## INFORMATION SHOWN
########################################
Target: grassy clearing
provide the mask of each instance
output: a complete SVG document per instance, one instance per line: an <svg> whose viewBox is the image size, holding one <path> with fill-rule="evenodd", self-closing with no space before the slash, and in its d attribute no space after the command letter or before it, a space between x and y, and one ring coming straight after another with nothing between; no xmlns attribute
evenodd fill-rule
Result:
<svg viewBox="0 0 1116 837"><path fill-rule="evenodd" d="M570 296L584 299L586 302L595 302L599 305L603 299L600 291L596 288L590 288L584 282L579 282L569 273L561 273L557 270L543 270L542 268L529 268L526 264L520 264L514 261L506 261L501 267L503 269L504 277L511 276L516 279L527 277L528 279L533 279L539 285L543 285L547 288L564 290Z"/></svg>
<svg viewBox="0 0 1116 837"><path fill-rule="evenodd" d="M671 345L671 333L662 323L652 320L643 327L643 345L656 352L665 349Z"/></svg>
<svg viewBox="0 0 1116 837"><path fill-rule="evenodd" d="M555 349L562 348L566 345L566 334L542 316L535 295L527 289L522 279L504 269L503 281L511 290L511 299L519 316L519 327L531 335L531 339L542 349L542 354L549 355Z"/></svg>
########################################
## WRITTEN EXERCISE
Copy out every line of the records above, character for character, without changing anything.

## FINISHED TASK
Target: grassy clearing
provide the mask of each instance
output: a complete SVG document per instance, one instance per line: an <svg> whose viewBox is the image size, holding one <path> with fill-rule="evenodd", self-closing with no space before the slash, and in its d attribute no space after the command letter or before it, a space between x and y, and one ring coming straight after another with nothing between; no xmlns attribute
evenodd fill-rule
Result:
<svg viewBox="0 0 1116 837"><path fill-rule="evenodd" d="M570 296L584 299L586 302L595 302L599 305L603 299L600 291L596 288L590 288L584 282L579 282L569 273L561 273L557 270L543 270L542 268L529 268L526 264L520 264L514 261L506 261L501 267L503 269L504 277L511 276L516 279L527 277L528 279L533 279L539 285L543 285L547 288L564 290Z"/></svg>
<svg viewBox="0 0 1116 837"><path fill-rule="evenodd" d="M671 345L671 333L662 323L652 320L643 327L643 345L656 352L665 349Z"/></svg>
<svg viewBox="0 0 1116 837"><path fill-rule="evenodd" d="M555 349L562 348L566 345L566 334L542 316L535 295L527 289L522 279L504 269L503 281L511 290L511 299L519 316L519 327L531 335L531 339L542 349L542 354L549 355Z"/></svg>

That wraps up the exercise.